TEXTO DE LEITURA:
==========

PESSOAS INTERESSANTES

Talvez por estarem fragilizadas pelas mazelas, as pessoas dentro do hospital são solidárias e, quando têm oportunidade conversam como se fossem amigas de longas datas.

Fiz “amizade de infância” com todos os que estiveram por perto de mim, mesmo sabendo que não mais os encontrarei, e conversamos muito, com os profissionais envolvidos diretamente no tratamento ou não, com as freiras da ordem religiosa que administra o hospital, os companheiros da enfermaria, acompanhantes e com qualquer um que estivesse nos corredores onde somos estimulados a caminhar de duas em duas horas.

Pelo costume de acordar cedo e ter que ficar deitado esperando a visita do médico plantonista, os dias ficaram ainda maiores e eu tive a oportunidade de ler dois livros muito interessantes, os quais recomendo e citarei no final.

Ainda na UTI, ouvi-os sem ter tido a oportunidade de vê-los, dois pacientes que precisavam de atenção bem mais que os outros.

O senhor que estava ao meu lado direito, tinha setenta e muitos anos, cardiopata e tinha feito um edema pulmonar que evoluiu para infecção e, para não arrancar os drenos, tubo nasogastrico e máscara de oxigênio teve que ser amarrado. Uma vez contido, falava com dificuldade, pedindo aos profissionais para cortarem as ataduras. Em momentos de alucinação, talvez motivada pela febre alta, indicava a gaveta em que ele “sabia” haver uma tesoura para livrá-lo daquela prisão, falando bem alto a qualquer hora do dia ou da noite.

==========

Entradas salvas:
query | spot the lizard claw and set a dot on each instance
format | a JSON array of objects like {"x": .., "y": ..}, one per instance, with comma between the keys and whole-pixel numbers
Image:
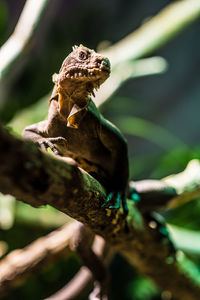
[
  {"x": 46, "y": 143},
  {"x": 98, "y": 292},
  {"x": 117, "y": 198}
]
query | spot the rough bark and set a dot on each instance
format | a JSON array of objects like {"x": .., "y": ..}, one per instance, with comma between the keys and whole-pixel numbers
[{"x": 39, "y": 179}]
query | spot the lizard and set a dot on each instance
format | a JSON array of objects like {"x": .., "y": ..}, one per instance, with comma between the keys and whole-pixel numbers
[{"x": 76, "y": 129}]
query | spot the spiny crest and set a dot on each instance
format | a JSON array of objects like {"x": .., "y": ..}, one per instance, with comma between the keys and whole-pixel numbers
[{"x": 75, "y": 47}]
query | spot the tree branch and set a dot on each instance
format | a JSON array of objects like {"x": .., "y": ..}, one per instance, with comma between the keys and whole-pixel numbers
[
  {"x": 15, "y": 267},
  {"x": 38, "y": 179}
]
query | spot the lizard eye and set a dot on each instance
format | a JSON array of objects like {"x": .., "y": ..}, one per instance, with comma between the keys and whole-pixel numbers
[{"x": 83, "y": 55}]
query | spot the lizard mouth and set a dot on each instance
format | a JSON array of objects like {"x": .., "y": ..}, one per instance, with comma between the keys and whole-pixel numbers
[
  {"x": 93, "y": 77},
  {"x": 87, "y": 73}
]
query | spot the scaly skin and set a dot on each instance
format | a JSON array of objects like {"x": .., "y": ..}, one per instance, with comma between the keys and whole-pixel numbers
[{"x": 76, "y": 129}]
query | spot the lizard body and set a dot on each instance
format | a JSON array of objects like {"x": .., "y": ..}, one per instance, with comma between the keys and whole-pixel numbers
[{"x": 76, "y": 129}]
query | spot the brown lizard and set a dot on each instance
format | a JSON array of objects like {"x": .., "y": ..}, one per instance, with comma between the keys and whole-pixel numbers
[{"x": 76, "y": 129}]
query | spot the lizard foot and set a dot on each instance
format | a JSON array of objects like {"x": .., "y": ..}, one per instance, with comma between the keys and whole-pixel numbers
[
  {"x": 117, "y": 198},
  {"x": 134, "y": 195},
  {"x": 98, "y": 292},
  {"x": 46, "y": 143}
]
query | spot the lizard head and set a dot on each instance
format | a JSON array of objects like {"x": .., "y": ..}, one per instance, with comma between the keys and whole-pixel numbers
[{"x": 83, "y": 68}]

==========

TAREFA: No texto sobre a vida no hospital, copie o trecho que começa com "PESSOAS INTERESSANTES" e termina com "de longas datas.", trocando "solidárias" por "gentis". Os registros não têm relação com o texto.

RESOLUÇÃO:
PESSOAS INTERESSANTES

Talvez por estarem fragilizadas pelas mazelas, as pessoas dentro do hospital são gentis e, quando têm oportunidade conversam como se fossem amigas de longas datas.